**Records for processing**
------------------------------------

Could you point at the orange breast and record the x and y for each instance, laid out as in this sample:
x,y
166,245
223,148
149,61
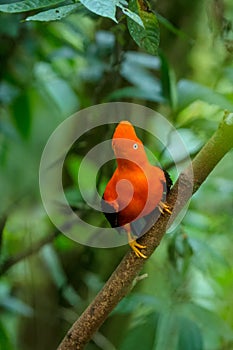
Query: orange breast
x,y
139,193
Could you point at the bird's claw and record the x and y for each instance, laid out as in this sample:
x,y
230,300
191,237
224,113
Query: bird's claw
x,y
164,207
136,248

------------------------------------

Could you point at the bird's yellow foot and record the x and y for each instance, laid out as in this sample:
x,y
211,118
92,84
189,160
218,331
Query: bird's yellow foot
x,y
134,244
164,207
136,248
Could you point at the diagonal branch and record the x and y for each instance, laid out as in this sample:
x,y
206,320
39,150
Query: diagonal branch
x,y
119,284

------------------------------------

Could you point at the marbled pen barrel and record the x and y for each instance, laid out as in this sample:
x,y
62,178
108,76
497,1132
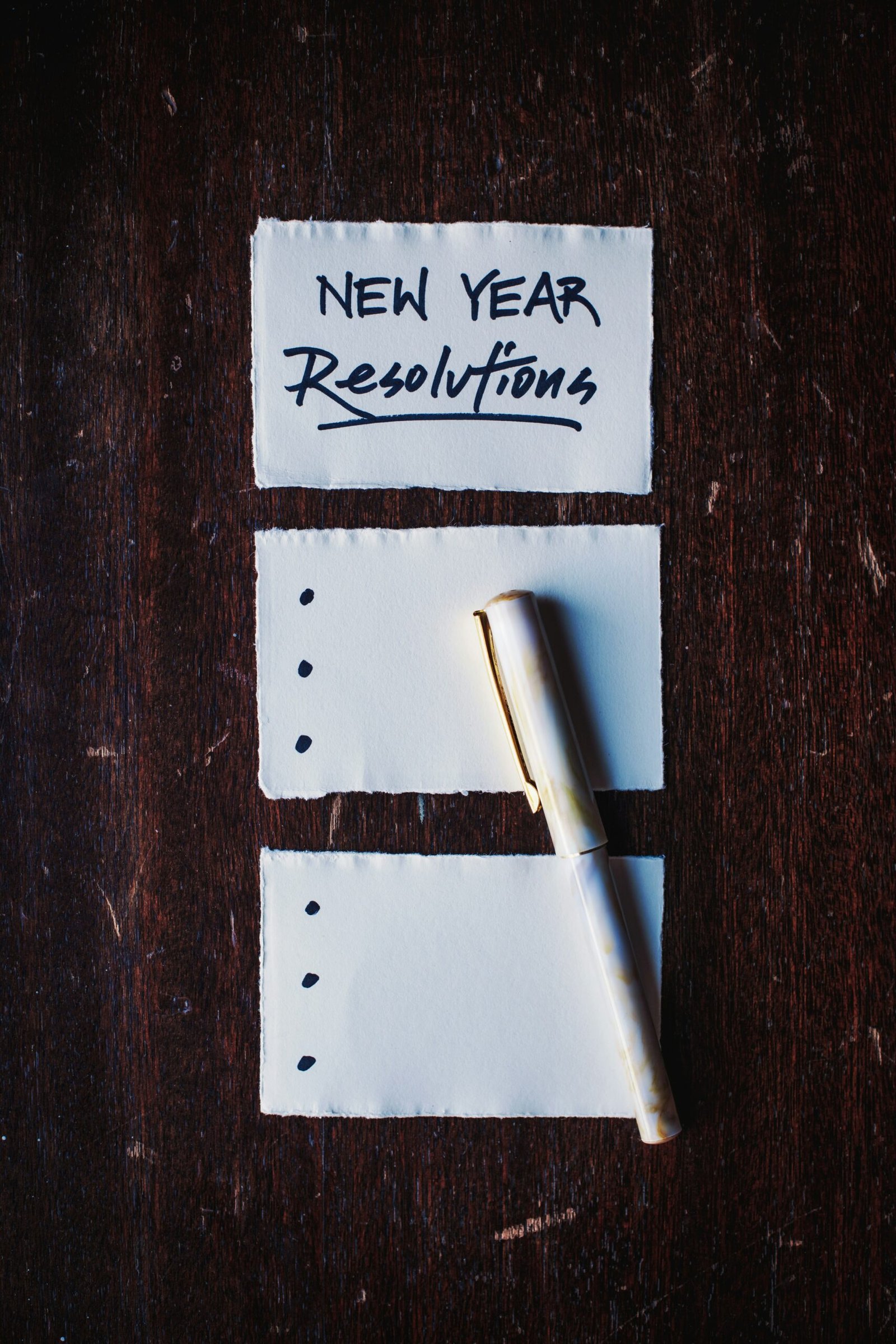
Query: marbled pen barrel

------------------------------------

**Your instructions**
Print everything from the line containing "Could you point at the marbled" down to the line containing "Query: marbled pen barrel", with each line kept word for word. Omit the picture.

**Written answer**
Could you point at the marbled pen barrel and record the x and y for each instance, laid out as in this sample:
x,y
62,178
108,76
497,1132
Query: marbled pen barrel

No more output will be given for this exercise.